> _Provided information_

▼

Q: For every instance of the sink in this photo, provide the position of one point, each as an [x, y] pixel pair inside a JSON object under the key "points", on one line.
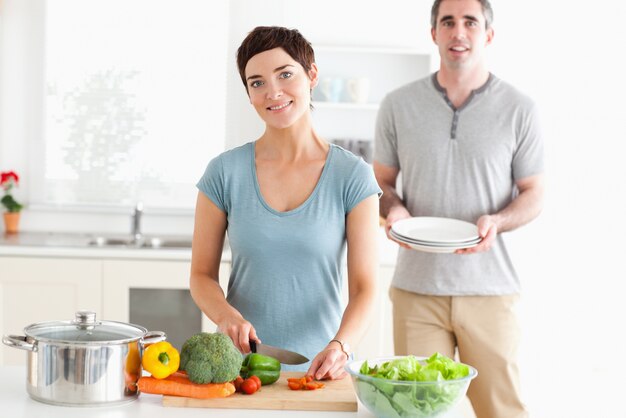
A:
{"points": [[147, 242]]}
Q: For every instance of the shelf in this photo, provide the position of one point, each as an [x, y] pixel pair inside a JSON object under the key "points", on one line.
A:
{"points": [[370, 50], [345, 105]]}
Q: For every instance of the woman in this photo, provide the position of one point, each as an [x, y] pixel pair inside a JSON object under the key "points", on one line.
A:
{"points": [[290, 202]]}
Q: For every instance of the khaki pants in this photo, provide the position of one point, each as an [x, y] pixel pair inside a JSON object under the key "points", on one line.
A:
{"points": [[485, 331]]}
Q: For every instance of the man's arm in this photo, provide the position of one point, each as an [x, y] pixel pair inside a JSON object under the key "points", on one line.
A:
{"points": [[391, 206], [523, 209]]}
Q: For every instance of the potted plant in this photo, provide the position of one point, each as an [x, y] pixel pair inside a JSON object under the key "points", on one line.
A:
{"points": [[9, 180]]}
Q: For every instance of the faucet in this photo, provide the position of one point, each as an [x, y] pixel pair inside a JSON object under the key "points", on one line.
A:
{"points": [[136, 222]]}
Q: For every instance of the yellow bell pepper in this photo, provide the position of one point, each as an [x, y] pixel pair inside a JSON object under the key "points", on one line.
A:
{"points": [[161, 359]]}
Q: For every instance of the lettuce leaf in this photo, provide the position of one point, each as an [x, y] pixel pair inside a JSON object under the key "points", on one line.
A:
{"points": [[392, 400]]}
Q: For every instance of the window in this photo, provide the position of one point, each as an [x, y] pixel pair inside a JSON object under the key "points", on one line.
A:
{"points": [[134, 101]]}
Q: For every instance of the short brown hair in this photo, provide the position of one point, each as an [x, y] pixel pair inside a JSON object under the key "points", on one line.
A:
{"points": [[487, 12], [264, 38]]}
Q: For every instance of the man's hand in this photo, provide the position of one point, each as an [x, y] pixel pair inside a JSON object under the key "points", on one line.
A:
{"points": [[487, 230], [395, 214]]}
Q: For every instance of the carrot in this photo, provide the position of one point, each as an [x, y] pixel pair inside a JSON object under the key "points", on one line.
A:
{"points": [[180, 385], [303, 383]]}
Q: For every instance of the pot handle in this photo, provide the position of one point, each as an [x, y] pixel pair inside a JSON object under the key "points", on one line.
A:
{"points": [[18, 341], [154, 337]]}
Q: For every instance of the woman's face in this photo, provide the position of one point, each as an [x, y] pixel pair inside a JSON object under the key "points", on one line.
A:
{"points": [[279, 87]]}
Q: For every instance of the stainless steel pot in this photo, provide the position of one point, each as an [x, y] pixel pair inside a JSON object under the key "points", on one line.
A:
{"points": [[83, 362]]}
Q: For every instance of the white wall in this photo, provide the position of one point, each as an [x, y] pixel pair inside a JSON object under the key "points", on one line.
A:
{"points": [[567, 56]]}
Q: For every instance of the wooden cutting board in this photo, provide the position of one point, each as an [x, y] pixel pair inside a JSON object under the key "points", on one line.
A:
{"points": [[337, 395]]}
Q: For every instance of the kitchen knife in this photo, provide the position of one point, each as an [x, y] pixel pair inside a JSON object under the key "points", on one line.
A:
{"points": [[282, 355]]}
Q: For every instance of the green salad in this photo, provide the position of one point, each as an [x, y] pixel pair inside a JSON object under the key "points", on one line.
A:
{"points": [[393, 399]]}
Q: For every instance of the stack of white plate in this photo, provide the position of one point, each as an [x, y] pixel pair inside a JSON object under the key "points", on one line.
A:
{"points": [[435, 235]]}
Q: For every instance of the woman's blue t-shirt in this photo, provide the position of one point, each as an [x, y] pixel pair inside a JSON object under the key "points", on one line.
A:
{"points": [[286, 274]]}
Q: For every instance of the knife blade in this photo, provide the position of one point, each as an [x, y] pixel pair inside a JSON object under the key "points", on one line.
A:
{"points": [[280, 354]]}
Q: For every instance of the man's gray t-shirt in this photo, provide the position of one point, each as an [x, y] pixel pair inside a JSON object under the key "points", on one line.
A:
{"points": [[286, 274], [458, 163]]}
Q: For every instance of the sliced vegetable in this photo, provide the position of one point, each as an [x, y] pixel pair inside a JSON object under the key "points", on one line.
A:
{"points": [[237, 383], [266, 368], [249, 386], [160, 359], [303, 383], [179, 385]]}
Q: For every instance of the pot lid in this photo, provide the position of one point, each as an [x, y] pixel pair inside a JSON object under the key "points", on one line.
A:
{"points": [[84, 329]]}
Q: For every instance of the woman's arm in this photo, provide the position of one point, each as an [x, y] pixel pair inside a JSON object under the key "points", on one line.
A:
{"points": [[361, 235], [206, 254]]}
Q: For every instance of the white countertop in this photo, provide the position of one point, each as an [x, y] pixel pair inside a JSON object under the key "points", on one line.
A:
{"points": [[76, 245], [15, 403], [73, 245]]}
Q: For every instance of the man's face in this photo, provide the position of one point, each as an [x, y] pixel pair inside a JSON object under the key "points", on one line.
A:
{"points": [[460, 33]]}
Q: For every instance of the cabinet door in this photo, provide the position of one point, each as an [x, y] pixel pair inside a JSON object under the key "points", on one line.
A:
{"points": [[44, 289], [155, 295]]}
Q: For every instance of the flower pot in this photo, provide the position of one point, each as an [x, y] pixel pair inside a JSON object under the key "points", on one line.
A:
{"points": [[11, 222]]}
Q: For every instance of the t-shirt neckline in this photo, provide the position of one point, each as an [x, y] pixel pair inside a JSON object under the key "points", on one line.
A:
{"points": [[308, 200]]}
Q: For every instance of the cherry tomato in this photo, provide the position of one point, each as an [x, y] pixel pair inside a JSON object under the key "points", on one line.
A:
{"points": [[249, 386], [257, 380], [237, 383]]}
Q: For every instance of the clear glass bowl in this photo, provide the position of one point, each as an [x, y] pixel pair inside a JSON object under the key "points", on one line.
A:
{"points": [[398, 398]]}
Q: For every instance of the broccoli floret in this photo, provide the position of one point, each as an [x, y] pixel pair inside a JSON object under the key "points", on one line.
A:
{"points": [[210, 358]]}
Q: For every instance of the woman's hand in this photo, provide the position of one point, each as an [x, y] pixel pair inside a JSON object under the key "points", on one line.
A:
{"points": [[240, 331], [328, 364]]}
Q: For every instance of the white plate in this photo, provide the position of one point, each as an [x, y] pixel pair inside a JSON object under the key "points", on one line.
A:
{"points": [[440, 250], [436, 230], [434, 244]]}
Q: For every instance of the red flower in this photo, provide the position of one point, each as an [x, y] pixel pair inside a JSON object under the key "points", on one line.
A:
{"points": [[8, 176]]}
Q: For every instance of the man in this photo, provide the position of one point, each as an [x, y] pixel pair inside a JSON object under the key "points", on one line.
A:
{"points": [[468, 146]]}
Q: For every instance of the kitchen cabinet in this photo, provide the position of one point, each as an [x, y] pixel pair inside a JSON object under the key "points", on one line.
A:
{"points": [[354, 80], [155, 294], [44, 289]]}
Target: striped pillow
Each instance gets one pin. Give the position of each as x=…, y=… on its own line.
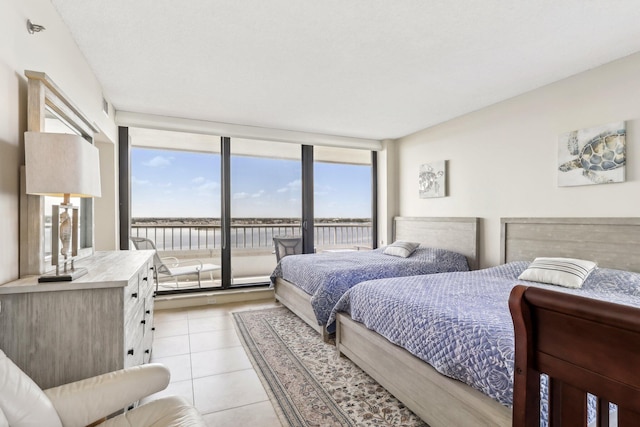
x=567, y=272
x=401, y=248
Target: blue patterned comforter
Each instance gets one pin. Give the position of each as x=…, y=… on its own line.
x=460, y=322
x=326, y=276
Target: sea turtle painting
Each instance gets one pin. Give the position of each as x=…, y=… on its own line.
x=431, y=180
x=600, y=158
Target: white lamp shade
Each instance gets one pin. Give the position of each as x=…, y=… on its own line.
x=57, y=164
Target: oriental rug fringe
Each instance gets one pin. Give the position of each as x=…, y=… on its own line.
x=306, y=381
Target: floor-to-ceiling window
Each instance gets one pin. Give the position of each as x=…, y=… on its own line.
x=175, y=201
x=342, y=199
x=265, y=197
x=220, y=200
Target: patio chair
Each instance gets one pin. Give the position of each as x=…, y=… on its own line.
x=171, y=266
x=287, y=245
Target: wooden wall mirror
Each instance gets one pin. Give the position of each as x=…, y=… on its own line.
x=49, y=110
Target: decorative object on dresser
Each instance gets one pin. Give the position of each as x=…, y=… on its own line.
x=60, y=332
x=50, y=110
x=60, y=164
x=90, y=401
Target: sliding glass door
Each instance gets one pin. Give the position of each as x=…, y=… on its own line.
x=265, y=201
x=175, y=202
x=219, y=200
x=343, y=194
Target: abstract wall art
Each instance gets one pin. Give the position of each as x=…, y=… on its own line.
x=595, y=155
x=432, y=179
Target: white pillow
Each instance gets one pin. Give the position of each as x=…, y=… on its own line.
x=567, y=272
x=401, y=248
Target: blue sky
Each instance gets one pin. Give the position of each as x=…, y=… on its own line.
x=185, y=184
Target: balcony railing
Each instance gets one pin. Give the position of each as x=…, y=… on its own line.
x=250, y=236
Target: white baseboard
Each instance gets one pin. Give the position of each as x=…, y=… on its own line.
x=165, y=302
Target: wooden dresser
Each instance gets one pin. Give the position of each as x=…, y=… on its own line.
x=65, y=331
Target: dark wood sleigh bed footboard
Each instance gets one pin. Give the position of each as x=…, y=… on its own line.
x=435, y=398
x=441, y=401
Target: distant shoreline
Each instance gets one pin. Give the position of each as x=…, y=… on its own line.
x=151, y=221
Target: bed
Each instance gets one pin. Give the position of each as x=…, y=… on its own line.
x=442, y=401
x=459, y=235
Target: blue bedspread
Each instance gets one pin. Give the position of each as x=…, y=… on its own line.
x=327, y=276
x=460, y=322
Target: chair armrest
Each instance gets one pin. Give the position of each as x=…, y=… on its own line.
x=82, y=402
x=190, y=262
x=175, y=262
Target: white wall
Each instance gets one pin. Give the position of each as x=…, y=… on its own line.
x=503, y=159
x=54, y=52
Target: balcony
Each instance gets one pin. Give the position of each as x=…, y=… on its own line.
x=252, y=257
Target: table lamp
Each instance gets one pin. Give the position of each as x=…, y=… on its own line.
x=62, y=165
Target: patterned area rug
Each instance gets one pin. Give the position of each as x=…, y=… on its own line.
x=307, y=383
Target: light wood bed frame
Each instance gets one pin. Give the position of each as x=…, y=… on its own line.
x=459, y=234
x=442, y=401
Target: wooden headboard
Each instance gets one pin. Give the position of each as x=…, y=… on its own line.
x=458, y=234
x=610, y=242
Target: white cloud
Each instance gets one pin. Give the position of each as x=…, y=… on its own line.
x=136, y=181
x=158, y=162
x=207, y=186
x=293, y=185
x=241, y=195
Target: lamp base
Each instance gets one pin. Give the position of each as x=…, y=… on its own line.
x=66, y=276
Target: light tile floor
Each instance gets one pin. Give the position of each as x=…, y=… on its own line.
x=209, y=366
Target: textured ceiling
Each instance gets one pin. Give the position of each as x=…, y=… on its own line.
x=361, y=68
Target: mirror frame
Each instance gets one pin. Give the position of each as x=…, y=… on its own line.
x=42, y=94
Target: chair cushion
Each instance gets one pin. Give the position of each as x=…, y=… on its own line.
x=23, y=403
x=171, y=411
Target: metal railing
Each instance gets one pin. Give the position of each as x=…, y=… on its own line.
x=247, y=236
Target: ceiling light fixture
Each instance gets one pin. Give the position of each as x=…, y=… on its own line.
x=34, y=28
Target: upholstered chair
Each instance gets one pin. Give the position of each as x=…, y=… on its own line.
x=81, y=403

▲

> _Work request_
What lines of the listing above hold "wall"? Copy all of them.

> _Output of the task_
Q: For every instance of the white wall in this photo, provide the position of one point, each as an [x, y] pixel pair inside a JSON object under the key "points", on one line.
Target: wooden wall mirror
Target: abstract wall art
Target: white wall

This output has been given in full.